▶ Stated exercise
Please copy every line of the records below, changing nothing.

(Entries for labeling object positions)
[start]

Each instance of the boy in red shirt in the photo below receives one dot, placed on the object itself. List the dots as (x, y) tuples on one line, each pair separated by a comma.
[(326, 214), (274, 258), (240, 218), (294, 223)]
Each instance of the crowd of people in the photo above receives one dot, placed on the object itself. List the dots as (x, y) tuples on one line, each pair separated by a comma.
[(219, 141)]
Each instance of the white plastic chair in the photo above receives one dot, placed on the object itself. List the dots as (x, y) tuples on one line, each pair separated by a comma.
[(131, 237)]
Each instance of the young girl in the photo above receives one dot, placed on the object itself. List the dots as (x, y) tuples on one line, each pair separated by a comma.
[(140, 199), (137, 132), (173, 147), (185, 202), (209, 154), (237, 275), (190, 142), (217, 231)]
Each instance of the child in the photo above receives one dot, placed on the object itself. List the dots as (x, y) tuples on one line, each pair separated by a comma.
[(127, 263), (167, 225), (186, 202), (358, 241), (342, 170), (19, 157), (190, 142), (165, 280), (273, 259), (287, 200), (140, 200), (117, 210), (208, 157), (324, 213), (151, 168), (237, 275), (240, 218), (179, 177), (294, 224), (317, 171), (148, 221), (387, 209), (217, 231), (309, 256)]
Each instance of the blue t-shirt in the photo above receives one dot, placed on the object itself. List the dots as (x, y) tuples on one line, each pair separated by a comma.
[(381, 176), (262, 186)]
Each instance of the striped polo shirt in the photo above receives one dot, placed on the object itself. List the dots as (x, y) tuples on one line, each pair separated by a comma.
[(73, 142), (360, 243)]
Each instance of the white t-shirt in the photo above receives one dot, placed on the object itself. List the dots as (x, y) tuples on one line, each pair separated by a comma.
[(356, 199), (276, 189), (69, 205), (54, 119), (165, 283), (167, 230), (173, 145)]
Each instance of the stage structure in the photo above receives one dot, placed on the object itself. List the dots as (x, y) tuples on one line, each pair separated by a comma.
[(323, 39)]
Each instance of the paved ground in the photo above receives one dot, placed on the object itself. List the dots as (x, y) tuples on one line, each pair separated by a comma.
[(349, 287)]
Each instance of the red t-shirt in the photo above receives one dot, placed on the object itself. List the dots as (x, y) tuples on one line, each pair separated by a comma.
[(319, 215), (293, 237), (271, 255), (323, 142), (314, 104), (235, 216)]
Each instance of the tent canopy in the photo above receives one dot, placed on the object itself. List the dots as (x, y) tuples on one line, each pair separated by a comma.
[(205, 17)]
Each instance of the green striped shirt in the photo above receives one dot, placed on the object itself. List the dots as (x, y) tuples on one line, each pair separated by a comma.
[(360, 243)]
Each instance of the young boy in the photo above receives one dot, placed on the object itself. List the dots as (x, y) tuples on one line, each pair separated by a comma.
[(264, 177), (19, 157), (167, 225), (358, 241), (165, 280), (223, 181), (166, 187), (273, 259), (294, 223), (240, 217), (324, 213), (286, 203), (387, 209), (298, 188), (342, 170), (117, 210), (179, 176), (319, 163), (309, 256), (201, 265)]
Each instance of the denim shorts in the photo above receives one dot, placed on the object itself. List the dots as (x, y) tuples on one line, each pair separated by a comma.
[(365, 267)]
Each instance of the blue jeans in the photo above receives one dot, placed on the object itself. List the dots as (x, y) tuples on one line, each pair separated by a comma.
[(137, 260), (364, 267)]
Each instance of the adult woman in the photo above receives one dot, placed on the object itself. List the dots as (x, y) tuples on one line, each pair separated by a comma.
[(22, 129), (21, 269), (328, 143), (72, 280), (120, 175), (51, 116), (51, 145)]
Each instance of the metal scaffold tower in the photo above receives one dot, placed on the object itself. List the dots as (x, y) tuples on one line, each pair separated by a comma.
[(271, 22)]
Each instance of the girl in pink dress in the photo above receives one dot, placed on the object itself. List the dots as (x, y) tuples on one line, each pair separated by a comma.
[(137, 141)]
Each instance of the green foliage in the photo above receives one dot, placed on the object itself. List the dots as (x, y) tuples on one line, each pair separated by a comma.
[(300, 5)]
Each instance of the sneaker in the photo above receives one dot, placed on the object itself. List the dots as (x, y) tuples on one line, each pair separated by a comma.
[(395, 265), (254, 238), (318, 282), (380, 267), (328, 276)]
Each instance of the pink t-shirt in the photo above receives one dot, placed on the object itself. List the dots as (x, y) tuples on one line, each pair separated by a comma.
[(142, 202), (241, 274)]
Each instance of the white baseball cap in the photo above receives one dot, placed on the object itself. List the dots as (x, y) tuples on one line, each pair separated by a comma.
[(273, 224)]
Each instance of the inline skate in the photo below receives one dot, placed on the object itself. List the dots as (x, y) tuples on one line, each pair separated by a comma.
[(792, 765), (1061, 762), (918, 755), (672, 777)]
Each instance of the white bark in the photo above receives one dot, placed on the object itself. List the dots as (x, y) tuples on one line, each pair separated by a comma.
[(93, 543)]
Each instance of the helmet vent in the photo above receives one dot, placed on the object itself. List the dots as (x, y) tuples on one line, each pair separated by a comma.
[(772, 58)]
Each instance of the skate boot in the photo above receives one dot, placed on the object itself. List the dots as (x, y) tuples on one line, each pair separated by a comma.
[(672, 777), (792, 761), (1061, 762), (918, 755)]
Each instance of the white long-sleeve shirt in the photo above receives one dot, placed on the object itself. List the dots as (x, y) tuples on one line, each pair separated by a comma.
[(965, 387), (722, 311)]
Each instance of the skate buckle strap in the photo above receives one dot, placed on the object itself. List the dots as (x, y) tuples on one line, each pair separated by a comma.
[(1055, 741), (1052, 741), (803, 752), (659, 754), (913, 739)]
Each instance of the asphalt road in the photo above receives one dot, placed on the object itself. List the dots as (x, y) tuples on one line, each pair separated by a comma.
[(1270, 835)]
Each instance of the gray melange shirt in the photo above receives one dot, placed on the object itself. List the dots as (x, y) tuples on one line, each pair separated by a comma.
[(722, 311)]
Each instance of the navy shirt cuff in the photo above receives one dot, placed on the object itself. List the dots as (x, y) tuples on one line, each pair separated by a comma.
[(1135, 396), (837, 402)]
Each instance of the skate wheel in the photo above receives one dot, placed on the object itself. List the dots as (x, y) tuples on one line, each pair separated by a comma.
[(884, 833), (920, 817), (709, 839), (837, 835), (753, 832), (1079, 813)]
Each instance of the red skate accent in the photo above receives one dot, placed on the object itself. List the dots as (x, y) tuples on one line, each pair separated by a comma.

[end]

▶ Task response
Each instance of the boy in red shirt in the photo below receives one dot, placed on the object itself. List the dots as (x, y) tuples on one line, each pair separated by a comma.
[(326, 214), (274, 258), (240, 218), (294, 223)]
Each instance of the crowd of people in the photo above receives one dot, placed on the object itself. List the dots as (x, y) tuples on one line, each pair separated by a comma.
[(219, 141)]
Each instance of the white plastic chair in the photo above receives one dot, placed on the object itself. List the dots as (x, y) tuples on one line, each pair separated by a comma.
[(131, 237)]
Each instance of the young girl in the photo above receives one dot, placed on the object itself. List the dots as (x, y) tuples on one line, each pair separated by a comma.
[(140, 199), (137, 132), (173, 147), (185, 202), (209, 154), (237, 275), (190, 142), (217, 231)]
Each instance of the child in the photo above receives one dot, placed on the object itself. List the dots as (x, y) tuples on one line, each pair separated by a comma.
[(127, 263), (167, 225), (186, 202), (358, 241), (342, 170), (19, 157), (190, 142), (165, 280), (273, 259), (287, 200), (140, 200), (117, 210), (208, 157), (324, 213), (151, 168), (237, 275), (240, 218), (179, 177), (294, 224), (317, 171), (148, 221), (387, 209), (217, 231), (309, 256)]
Each instance of the blue t-shirt in the photo above receives one dot, placed on the object itself. List the dots as (x, y) tuples on one line, each pair separated by a comma.
[(381, 176), (262, 186)]
Each instance of the striped polo shirt in the photo above receives one dot, placed on the object itself. List the dots as (x, y) tuples on one line, each pair separated by a comma.
[(73, 142), (360, 243)]
Each instance of the white t-shirt in the photo above receives one dot, placed on the object itself. List the dots as (x, y) tuples on one line, each pair separated by a comma.
[(356, 199), (276, 189), (69, 205), (54, 119), (165, 283), (167, 230), (173, 145)]
Each instance of the stage structure in the photo above receives one dot, placed on the object itself. List the dots as (x, y) tuples on one line, each pair separated by a comma.
[(323, 39)]
Each instance of the paved ground in the photo above receives one dot, placed on the object itself. List the dots as (x, y) tuples on one line, each pair separated by a comma.
[(349, 287)]
Each instance of the red t-shirt in the photo above receives one dot, placed on the object itself. List the dots as (x, y) tuples on one line, each pair separated by a comma.
[(319, 215), (293, 237), (271, 255), (323, 142), (314, 104), (235, 216)]
Each instance of the tent canopy in the photo above receives one dot, placed on the object itself. List the dots as (x, y) tuples on one line, each pair separated by a comma.
[(205, 17)]
Each instance of the green striped shirt in the photo above receives one dot, placed on the object itself. List the dots as (x, y) tuples on one line, each pair separated by a comma.
[(360, 243)]
Each instance of the young boy in the photo above receives one dot, placed on the object itself. List the dots as (x, y) tuples on one line, each pair separated by a comma.
[(264, 177), (19, 157), (167, 225), (358, 241), (165, 280), (223, 181), (166, 187), (273, 259), (294, 223), (240, 217), (324, 213), (286, 203), (387, 209), (298, 188), (342, 170), (117, 210), (179, 176), (319, 163), (309, 256), (201, 265)]
Each instance of the denim shorts in the photo above receives one dot, placed on the object itself. List the dots as (x, y) tuples on one line, each pair separated by a comma.
[(365, 267)]
Each instance of the blue jeans in the photo above receives one dot, placed on the object itself. List the dots as (x, y) tuples on one line, each pair separated by a comma.
[(137, 260), (364, 267)]
Each instance of the adult woman in the photo above receives one dot, placed on the object itself. List the dots as (x, y) tuples on one line, each pair separated by a comma.
[(22, 129), (21, 269), (328, 143), (72, 280), (120, 175), (51, 116), (51, 145)]
Each instance of the metal scaffold tower in the photo above receives one dot, placed on the object itself. List the dots as (x, y) tuples on one line, each pair separated by a comma.
[(271, 22)]
Each instance of the girl in pink dress in the photo above receives one dot, placed on the object itself. List the dots as (x, y) tuples on one line, each pair separated by a comma.
[(137, 141)]
Each instance of the green foliage in the photo above receives one dot, placed on the object itself. List the dots as (x, y) tuples on one line, each pair separated by a comma.
[(300, 5)]
Each instance of the sneaker in the photo above receives one dot, placed on the object itself. List the dots as (x, y) tuples on one line, each pair separated by a comma.
[(395, 265), (254, 238), (318, 282), (380, 267), (328, 276)]
Each instance of the pink t-shirt in the photo above receives one dot, placed on the object itself. List the dots as (x, y) tuples on one line, each pair separated by a comma.
[(142, 202), (241, 274)]
Each instance of the white baseball cap in the photo above receives one dot, placed on the object itself. List the dots as (x, y) tuples on one line, each pair separated by a comma.
[(273, 224)]
Each instance of the inline skate in the photo below receives one dot, placed on the object itself. List the dots as (x, y) tuples on one line, each pair separated by a comma.
[(792, 765), (1061, 762), (918, 755), (672, 777)]
Each instance of the white bark in the photo above receives one dot, placed on the object itself. List the dots as (x, y) tuples on one line, each pair separated by a comma.
[(93, 543)]
Each instance of the helmet vent in the photo above receives one dot, placed on the object itself. List the dots as (x, y) tuples on one line, each pair separated by a comma.
[(772, 58)]
Each instance of the skate boot in the photo above receives one dot, placed on the object itself. List the dots as (x, y) tuples on one line, each pair separated by a comma.
[(672, 777), (792, 761), (1061, 762), (918, 755)]
Each instance of the white long-sleeve shirt in the photo above receives one dot, placed on the object itself. List the dots as (x, y) tuples on one line, each pair separated by a comma.
[(965, 387), (722, 311)]
Each instance of the skate buckle strap in the photo above receives one dot, placed on the object itself. List the dots as (x, y) tuples on one line, each pair separated by a comma.
[(1055, 741), (1052, 741), (803, 752), (659, 754), (913, 739)]
Each instance of the asphalt road in the photo above receives one dot, placed on the object itself. List the dots as (x, y) tuples on one line, each pair separated by a comma.
[(1270, 835)]
Each instance of the gray melange shirt in the photo above receives one dot, placed on the object itself. List the dots as (x, y) tuples on one line, each pair separated by a comma.
[(722, 311)]
Each instance of the navy shirt cuff in the photo above receives one dot, placed on the object itself. List the dots as (x, y) tuples on one line, each pair separated by a comma.
[(1135, 396), (837, 402)]
Each instance of the skate wheel in the photo above receives one dot, placed on the object itself. List the dots as (x, y) tuples on one line, each pair separated by a comma.
[(884, 833), (920, 817), (709, 839), (837, 835), (753, 832), (1079, 813)]
Each instance of the red skate accent in the photo above receives one dot, placed on the object itself. List the dots as (x, y) tuples on one line, each pair separated by a comma.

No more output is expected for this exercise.